Your instructions
Convert all of the material below into a two-column CSV with the headers input and output. Place each text in the input column beside its answer in the output column, wrap every field in double quotes, and replace any line breaks inside a field with spaces.

Data supplied
####################

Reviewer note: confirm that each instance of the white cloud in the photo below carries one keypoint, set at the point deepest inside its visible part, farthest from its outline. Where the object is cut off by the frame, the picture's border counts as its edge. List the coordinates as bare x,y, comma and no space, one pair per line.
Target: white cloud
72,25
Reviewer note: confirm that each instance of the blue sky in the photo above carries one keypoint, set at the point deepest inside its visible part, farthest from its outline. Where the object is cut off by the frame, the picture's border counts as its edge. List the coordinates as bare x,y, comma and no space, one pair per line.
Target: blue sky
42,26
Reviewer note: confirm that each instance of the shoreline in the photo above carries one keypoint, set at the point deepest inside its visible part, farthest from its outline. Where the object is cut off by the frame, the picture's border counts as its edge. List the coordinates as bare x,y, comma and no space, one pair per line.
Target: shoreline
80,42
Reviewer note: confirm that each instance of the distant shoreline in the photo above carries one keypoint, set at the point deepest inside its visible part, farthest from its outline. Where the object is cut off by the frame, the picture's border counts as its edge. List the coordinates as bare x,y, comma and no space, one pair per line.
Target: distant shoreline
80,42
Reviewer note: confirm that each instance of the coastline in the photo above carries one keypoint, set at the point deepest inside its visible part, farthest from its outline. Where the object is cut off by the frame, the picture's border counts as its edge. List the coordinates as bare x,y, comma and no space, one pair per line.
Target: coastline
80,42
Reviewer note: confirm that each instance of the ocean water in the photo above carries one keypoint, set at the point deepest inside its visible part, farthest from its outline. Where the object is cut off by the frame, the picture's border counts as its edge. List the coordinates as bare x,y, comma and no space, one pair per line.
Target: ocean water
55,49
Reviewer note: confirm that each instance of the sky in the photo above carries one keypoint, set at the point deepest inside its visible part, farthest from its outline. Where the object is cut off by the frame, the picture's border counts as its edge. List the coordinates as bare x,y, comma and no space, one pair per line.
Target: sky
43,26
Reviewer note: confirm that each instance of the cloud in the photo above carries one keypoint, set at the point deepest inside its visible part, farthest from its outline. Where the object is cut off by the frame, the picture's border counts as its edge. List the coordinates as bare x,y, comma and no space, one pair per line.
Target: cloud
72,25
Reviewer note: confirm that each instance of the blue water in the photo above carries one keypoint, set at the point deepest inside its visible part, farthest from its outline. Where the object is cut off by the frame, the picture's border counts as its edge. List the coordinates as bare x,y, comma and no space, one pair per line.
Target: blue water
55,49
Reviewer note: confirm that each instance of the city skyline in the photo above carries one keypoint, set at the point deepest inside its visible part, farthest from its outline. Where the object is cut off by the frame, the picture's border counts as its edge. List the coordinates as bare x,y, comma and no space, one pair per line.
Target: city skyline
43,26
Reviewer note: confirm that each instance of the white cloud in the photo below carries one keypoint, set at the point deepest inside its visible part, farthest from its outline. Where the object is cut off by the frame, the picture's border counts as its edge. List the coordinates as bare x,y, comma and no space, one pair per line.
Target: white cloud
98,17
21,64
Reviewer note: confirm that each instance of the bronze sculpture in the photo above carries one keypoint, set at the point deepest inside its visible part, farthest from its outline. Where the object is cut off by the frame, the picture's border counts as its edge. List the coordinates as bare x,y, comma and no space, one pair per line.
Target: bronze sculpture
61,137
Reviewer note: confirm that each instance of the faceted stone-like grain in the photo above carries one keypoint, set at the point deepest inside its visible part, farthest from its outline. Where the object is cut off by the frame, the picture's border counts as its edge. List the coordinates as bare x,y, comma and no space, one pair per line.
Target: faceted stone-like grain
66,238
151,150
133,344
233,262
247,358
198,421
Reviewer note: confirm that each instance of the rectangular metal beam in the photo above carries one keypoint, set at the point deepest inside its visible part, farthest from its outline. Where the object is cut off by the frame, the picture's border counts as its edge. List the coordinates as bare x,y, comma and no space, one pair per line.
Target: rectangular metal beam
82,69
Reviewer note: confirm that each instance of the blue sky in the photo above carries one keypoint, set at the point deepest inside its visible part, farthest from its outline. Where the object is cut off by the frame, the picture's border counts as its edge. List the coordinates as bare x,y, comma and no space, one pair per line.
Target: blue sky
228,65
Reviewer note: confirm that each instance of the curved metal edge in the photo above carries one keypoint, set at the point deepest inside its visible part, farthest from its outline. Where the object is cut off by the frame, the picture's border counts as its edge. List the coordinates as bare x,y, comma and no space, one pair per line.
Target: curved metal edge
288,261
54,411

####################

Worked solution
input,output
"Reviewer note: confirm that each instance of the white cloud in the photo below carries one keypoint, set at the point deepest inside its visible part, farthest from its outline. Where the object is cut off by the frame, the picture's border counts as its edge. List the coordinates as bare x,y, comma and no space, one pair per line. Target: white cloud","72,25"
"Reviewer note: confirm that each instance of the blue sky in the photo above carries one keypoint, set at the point deepest inside its visible part, farthest from its outline. Where the object is cut off by the frame, the picture's border counts as its edge. List the coordinates as bare x,y, comma and no space, one pair per line. Target: blue sky","42,26"
"Reviewer note: confirm that each instance of the shoreline in the photo above carries one keypoint, set at the point deepest inside its visible part, farthest from its outline. Where the object is cut off by the frame, the picture's border counts as its edge. List the coordinates as bare x,y, comma and no space, one pair per line. Target: shoreline","80,42"
"Reviewer note: confirm that each instance of the distant shoreline in the photo above carries one keypoint, set at the point deepest inside its visible part, farthest from its outline. Where the object is cut off by the frame, the picture's border counts as its edge. List the coordinates as bare x,y, comma and no space, one pair per line. Target: distant shoreline","80,42"
"Reviewer note: confirm that each instance of the coastline in the photo above carries one keypoint, set at the point deepest inside its visible part, farthest from its outline. Where the object is cut off by the frame, the picture's border counts as its edge. List the coordinates as bare x,y, comma and no space, one pair per line. Target: coastline","80,42"
"Reviewer note: confirm that each instance of the ocean water in the photo above carries one keypoint, set at the point deepest inside its visible part, farthest from its outline. Where the object is cut off by the frame, the picture's border counts as its edge. List the coordinates as bare x,y, comma and no space, one pair per line. Target: ocean water","55,49"
"Reviewer note: confirm that each instance of the sky in the photo above carries one keypoint, set at the point deepest inside its visible part, farthest from its outline. Where the object is cut off by the frame, the picture's border counts as its edge. List the coordinates as bare x,y, comma and no space, one pair per line. Target: sky","43,26"
"Reviewer note: confirm that each instance of the cloud in the photo above carries one keypoint, set at the point deepest inside its visible part, farthest from its outline. Where the object is cut off by the frame, the picture's border counts as its edge. List the coordinates as bare x,y, comma and no space, one pair per line. Target: cloud","72,25"
"Reviewer note: confirm that each instance of the blue water in the photo above carries one keypoint, set at the point deepest inside its visible part, farthest from its outline. Where the object is cut off by the frame, the picture's border counts as its edge. List the coordinates as bare x,y, comma and no space, one pair per line. Target: blue water","55,49"
"Reviewer note: confirm that each instance of the city skyline in the photo above carries one keypoint, set at the point deepest inside its visible part, farthest from its outline. Where the object is cut off by the frame, the picture's border counts as its edge. List the coordinates as bare x,y, comma and no space, one pair per line. Target: city skyline","43,26"
"Reviewer note: confirm that each instance of the white cloud in the photo below carries one keypoint, set at the point deepest inside its visible part, farthest from its outline. Where the object is cut off by the frame, the picture's border counts as its edge. List the coordinates as bare x,y, comma and no space, one pair per line. Target: white cloud","98,17 21,64"
"Reviewer note: confirm that each instance of the bronze sculpture in the photo above carries one keypoint, set at the point deepest inside its visible part, farthest from its outline. Where the object is cut off by the frame, the picture's border counts as its edge. List the coordinates as bare x,y, comma and no space, one pair per line. Target: bronze sculpture","61,137"
"Reviewer note: confirm that each instance of the faceted stone-like grain in the photo above carries one keypoint, set at the point deepest inside its visible part, farthest from its outline. Where the object is cut off by the frame, the picture's border counts as its edge. List the coordinates as bare x,y, comma and no space, one pair per line. Target: faceted stone-like grain","66,238 151,150 133,344 233,262 247,358 198,421"
"Reviewer note: confirm that each instance of the rectangular metal beam in the photo above carries one keypoint, set at the point deepest inside its visible part, farthest from its outline. Where the object is cut off by the frame, the picture's border counts as its edge. List the coordinates as bare x,y, comma and no space, one pair per line. Target: rectangular metal beam","82,69"
"Reviewer note: confirm that each instance of the blue sky in the photo above carries one keypoint, set at the point deepest inside its visible part, farthest from its outline. Where the object is cut off by the frame, the picture's border counts as its edge. List the coordinates as bare x,y, comma and no space, one pair per line. Target: blue sky","228,65"
"Reviewer note: confirm that each instance of the curved metal edge in the photo above carries one keypoint, set at the point deepest inside its visible part, farthest from its outline. Where the object is cut off by the frame, the picture's border counts as its edge. List the coordinates as bare x,y, comma and no space, one pair per line. Target: curved metal edge","288,261 54,411"